— begin Entries supplied —

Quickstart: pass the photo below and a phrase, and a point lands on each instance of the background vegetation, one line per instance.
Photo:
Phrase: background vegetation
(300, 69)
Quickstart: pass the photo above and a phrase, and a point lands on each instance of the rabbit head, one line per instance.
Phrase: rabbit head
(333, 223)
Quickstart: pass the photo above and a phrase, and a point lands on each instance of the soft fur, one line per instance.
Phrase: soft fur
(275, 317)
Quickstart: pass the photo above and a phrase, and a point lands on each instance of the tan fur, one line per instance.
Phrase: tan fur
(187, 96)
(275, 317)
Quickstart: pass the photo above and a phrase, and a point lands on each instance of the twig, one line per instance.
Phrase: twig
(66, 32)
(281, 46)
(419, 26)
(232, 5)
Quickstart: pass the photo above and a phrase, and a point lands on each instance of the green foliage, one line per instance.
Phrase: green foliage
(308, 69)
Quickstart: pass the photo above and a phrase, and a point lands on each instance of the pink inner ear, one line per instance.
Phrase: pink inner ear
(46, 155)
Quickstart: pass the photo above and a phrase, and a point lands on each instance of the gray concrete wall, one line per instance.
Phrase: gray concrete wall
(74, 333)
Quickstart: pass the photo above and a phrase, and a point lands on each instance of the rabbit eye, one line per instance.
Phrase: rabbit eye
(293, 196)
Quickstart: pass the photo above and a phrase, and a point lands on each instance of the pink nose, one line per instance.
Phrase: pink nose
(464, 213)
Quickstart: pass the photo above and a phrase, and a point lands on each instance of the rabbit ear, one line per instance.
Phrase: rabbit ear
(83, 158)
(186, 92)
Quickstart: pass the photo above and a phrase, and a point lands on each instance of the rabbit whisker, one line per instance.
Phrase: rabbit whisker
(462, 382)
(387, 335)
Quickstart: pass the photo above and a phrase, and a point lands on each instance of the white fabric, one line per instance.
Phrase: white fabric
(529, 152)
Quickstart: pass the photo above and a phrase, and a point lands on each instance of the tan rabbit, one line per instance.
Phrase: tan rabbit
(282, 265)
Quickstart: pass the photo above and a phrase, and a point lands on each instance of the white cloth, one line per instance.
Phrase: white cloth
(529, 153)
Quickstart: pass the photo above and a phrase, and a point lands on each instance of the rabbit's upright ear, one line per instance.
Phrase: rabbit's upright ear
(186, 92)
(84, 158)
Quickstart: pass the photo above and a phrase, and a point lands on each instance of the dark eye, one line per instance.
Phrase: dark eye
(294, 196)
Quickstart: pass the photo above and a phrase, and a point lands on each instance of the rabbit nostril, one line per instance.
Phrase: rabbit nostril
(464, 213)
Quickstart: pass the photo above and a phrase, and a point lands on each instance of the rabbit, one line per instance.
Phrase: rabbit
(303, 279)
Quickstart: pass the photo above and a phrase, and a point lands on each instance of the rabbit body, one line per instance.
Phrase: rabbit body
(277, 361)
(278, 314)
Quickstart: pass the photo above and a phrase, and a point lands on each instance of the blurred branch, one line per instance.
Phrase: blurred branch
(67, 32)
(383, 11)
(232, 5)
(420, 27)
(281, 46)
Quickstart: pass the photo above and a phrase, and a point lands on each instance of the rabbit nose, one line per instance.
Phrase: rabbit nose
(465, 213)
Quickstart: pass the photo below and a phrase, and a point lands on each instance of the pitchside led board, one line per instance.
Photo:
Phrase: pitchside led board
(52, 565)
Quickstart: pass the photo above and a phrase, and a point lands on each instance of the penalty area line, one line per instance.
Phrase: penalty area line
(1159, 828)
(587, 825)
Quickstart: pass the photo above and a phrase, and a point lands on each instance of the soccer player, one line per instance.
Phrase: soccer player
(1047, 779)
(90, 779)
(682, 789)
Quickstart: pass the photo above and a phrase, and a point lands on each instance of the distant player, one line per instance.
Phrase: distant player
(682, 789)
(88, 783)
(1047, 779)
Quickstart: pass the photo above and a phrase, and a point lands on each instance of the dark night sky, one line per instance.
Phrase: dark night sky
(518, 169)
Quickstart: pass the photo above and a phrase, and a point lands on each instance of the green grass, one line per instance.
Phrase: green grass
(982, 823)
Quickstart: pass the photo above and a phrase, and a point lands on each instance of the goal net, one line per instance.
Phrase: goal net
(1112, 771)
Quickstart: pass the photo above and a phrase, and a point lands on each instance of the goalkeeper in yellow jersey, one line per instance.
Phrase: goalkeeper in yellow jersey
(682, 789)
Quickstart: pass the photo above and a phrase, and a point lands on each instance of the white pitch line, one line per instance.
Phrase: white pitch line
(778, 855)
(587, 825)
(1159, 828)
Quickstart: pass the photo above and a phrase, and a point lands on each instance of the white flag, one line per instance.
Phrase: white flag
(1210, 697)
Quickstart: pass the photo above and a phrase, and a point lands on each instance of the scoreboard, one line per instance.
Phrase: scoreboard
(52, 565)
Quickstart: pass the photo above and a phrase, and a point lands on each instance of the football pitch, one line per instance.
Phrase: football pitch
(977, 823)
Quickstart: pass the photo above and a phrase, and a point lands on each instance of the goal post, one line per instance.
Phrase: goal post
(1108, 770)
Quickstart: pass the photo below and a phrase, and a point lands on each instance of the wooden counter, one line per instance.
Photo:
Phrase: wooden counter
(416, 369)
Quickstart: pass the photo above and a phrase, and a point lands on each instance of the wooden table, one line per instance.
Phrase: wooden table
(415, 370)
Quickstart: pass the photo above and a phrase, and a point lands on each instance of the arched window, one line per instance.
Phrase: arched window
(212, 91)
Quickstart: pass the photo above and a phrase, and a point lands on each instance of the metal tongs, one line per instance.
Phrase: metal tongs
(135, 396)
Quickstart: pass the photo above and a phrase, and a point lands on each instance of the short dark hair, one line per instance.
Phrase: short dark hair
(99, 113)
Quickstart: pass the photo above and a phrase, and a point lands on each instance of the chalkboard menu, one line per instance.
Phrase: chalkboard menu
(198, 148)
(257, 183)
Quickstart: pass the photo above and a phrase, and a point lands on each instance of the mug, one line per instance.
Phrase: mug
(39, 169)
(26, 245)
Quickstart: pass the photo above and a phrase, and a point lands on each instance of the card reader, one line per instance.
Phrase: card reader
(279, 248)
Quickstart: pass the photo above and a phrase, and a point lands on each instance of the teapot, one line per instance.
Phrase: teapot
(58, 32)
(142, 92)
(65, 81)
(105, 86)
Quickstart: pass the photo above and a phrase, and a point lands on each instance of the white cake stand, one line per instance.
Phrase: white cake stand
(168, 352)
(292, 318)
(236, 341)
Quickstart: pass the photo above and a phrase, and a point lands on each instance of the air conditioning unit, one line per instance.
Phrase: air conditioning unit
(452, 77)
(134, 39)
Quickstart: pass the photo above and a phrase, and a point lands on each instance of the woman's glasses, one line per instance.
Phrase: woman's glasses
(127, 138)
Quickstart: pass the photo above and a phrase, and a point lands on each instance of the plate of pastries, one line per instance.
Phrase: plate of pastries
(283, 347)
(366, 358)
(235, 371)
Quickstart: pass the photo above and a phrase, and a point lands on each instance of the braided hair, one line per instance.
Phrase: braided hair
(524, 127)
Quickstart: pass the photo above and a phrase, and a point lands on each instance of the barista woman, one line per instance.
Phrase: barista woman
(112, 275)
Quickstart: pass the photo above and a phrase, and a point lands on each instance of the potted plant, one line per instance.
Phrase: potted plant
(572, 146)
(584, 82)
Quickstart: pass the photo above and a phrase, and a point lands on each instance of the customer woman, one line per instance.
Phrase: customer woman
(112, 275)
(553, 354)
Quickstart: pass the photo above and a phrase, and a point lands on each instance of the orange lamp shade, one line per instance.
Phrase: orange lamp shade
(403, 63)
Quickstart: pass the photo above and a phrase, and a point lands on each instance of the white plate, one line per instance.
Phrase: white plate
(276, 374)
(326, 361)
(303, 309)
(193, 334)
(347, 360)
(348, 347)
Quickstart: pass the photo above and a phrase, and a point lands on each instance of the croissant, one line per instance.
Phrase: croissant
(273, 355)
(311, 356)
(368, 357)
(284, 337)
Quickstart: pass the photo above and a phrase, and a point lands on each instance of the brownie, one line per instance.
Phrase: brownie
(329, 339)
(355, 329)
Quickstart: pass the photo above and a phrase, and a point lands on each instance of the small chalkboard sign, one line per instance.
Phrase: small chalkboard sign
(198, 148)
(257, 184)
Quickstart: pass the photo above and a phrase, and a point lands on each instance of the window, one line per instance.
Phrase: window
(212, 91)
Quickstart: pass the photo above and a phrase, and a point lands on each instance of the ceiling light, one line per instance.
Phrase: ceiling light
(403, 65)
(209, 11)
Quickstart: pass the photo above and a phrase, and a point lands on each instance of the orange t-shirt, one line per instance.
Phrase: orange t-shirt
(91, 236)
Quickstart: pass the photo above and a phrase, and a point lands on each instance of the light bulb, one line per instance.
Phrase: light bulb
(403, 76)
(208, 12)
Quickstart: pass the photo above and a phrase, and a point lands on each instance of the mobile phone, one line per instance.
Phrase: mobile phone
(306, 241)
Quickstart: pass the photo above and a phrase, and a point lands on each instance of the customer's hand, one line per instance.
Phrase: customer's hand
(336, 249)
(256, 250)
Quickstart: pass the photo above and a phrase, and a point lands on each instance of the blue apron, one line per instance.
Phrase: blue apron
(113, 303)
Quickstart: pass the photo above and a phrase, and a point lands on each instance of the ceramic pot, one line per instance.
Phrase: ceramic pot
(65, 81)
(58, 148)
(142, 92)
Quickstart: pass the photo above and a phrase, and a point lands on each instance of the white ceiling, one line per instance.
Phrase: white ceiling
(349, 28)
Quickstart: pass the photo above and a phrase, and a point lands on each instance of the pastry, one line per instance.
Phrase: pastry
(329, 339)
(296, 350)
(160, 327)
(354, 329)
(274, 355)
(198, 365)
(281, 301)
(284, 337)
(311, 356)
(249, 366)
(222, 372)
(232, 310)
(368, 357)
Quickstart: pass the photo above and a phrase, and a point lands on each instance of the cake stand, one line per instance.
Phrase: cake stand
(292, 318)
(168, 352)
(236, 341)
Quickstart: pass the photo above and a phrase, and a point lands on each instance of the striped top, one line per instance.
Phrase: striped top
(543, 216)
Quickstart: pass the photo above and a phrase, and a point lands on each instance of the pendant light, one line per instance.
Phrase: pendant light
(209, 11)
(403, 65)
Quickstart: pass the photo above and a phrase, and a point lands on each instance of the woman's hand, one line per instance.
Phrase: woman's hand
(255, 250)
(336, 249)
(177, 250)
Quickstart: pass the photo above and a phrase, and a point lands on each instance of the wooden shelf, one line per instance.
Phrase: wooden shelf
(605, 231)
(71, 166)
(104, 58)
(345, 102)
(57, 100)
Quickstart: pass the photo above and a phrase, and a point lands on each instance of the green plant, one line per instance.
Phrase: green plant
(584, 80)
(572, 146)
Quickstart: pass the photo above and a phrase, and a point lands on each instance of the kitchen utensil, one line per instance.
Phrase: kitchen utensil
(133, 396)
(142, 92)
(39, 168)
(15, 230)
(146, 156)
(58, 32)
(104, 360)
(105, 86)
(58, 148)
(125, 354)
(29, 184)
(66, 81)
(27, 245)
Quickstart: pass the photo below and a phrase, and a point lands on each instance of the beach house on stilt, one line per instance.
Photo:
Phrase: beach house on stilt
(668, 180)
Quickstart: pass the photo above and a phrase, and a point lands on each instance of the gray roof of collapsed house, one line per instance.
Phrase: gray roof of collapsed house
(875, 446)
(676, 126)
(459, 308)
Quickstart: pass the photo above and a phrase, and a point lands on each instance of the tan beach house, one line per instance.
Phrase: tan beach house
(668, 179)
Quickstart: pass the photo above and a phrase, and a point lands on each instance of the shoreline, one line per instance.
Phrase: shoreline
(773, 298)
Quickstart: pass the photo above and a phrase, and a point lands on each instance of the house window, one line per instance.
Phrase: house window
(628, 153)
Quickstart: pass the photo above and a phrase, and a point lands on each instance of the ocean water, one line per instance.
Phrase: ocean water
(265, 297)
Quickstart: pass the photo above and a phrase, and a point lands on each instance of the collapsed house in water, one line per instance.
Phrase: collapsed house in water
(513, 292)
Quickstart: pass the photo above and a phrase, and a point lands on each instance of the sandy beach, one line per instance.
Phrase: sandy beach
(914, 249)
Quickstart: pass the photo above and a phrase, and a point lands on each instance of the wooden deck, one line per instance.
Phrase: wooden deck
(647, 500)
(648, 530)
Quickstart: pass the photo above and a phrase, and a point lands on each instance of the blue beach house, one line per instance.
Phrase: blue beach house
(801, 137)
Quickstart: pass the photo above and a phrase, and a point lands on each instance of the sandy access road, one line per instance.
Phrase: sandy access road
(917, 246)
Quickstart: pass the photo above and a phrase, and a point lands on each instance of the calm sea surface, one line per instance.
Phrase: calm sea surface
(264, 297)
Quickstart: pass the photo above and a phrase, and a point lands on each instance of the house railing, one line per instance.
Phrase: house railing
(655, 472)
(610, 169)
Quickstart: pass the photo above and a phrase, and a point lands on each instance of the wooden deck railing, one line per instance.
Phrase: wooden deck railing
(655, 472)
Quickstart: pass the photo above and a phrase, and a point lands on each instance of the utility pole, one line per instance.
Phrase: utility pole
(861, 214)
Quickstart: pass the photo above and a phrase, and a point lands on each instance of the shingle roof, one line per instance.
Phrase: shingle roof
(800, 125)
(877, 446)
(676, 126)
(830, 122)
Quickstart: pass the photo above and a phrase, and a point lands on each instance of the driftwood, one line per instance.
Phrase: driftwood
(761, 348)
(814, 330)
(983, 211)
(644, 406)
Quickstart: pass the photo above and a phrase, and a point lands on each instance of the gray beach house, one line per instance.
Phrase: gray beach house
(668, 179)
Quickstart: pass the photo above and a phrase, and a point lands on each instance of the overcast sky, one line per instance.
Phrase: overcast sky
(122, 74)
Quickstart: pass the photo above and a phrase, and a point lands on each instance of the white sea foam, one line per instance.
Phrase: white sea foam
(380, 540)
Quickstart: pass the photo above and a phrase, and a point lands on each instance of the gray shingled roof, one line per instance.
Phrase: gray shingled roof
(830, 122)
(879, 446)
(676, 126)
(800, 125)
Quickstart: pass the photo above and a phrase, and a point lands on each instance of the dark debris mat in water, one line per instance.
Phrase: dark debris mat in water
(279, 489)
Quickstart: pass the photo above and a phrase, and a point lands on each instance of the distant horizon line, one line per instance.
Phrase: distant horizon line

— end Entries supplied —

» **Problem requirements**
Swap "photo" for "image" in the lines beginning with the one containing "driftwood, one line per instance." and continuing to the end of the records, leaving everything else unchanged.

» **The response**
Quickstart: pass the image above and a phrase, and a point lands on each instance of the driftwood, one line per instance.
Phrase: driftwood
(761, 348)
(814, 330)
(983, 211)
(644, 406)
Quickstart: pass the image above and a phrase, and a point lands on each instance of the gray beach house, one line per instance.
Phrase: gray beach house
(668, 179)
Quickstart: pass the image above and a phrase, and a point lands on each instance of the overcast sky, one line per instance.
Phrase: overcast sky
(122, 74)
Quickstart: pass the image above and a phrase, and a point lands on each instance of the white sea foam, one line per instance.
Phrase: white sea foam
(380, 540)
Quickstart: pass the image above and a phrase, and a point lands on each instance of the gray shingled roof, one line per instance.
Phrase: gray shingled roof
(830, 122)
(879, 446)
(676, 126)
(800, 125)
Quickstart: pass the image above and a phrase, and a point lands on each instance of the dark debris mat in water, one line per instance.
Phrase: dark debris mat in water
(279, 489)
Quickstart: pass the image above and a phrase, and a point lands on each instance of the distant horizon line, one line per instance.
Phrase: distant horizon line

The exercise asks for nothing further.